• _Exercise aim_
Reproduce the following lines word for word, omitting the pictures from your answer.

Pointing dataset records
☆ ☆ ☆ ☆ ☆

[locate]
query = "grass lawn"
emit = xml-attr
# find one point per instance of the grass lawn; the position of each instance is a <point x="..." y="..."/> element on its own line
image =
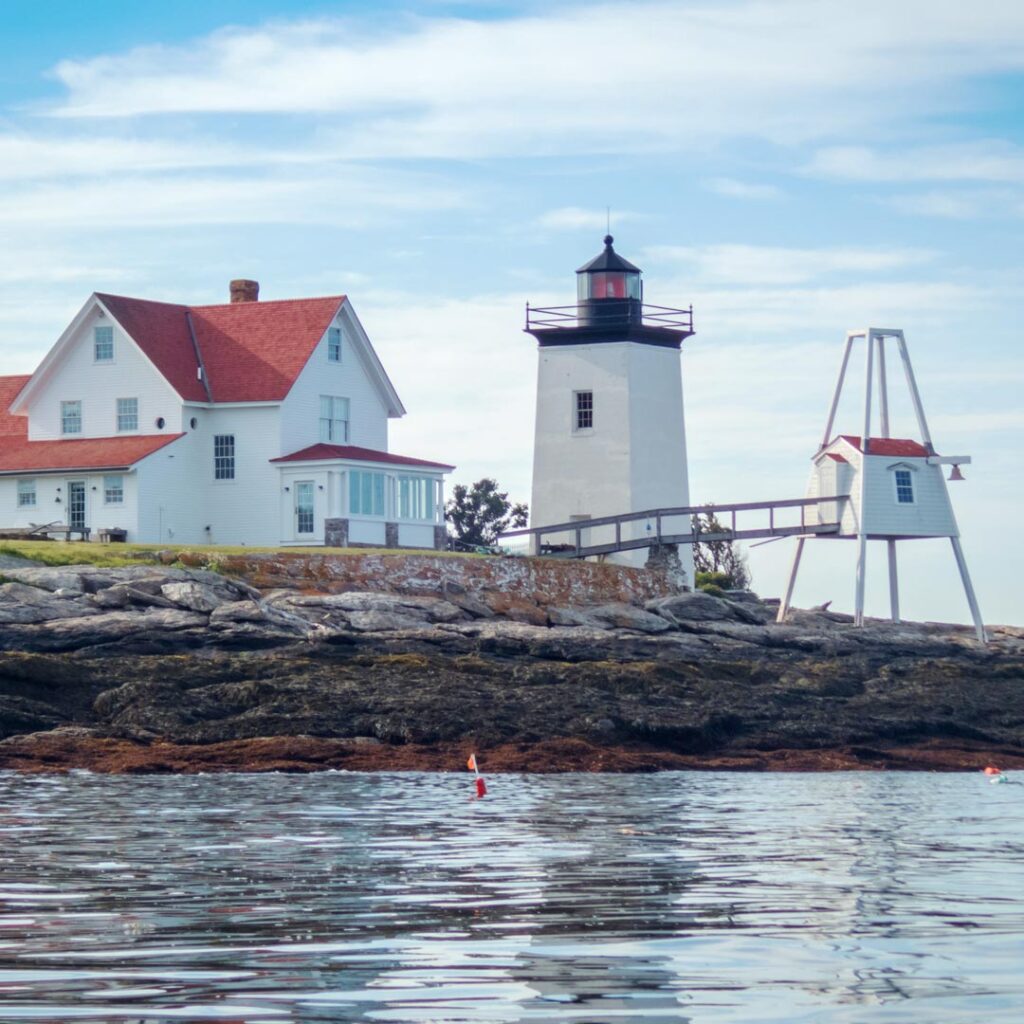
<point x="108" y="555"/>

☆ ☆ ☆ ☆ ☆

• _Solution to this exercise_
[locate]
query = "grass lawn"
emit = xml-attr
# find one point per instance of the grass lawn; the position of each instance is a <point x="..." y="..."/> element on its own line
image =
<point x="108" y="555"/>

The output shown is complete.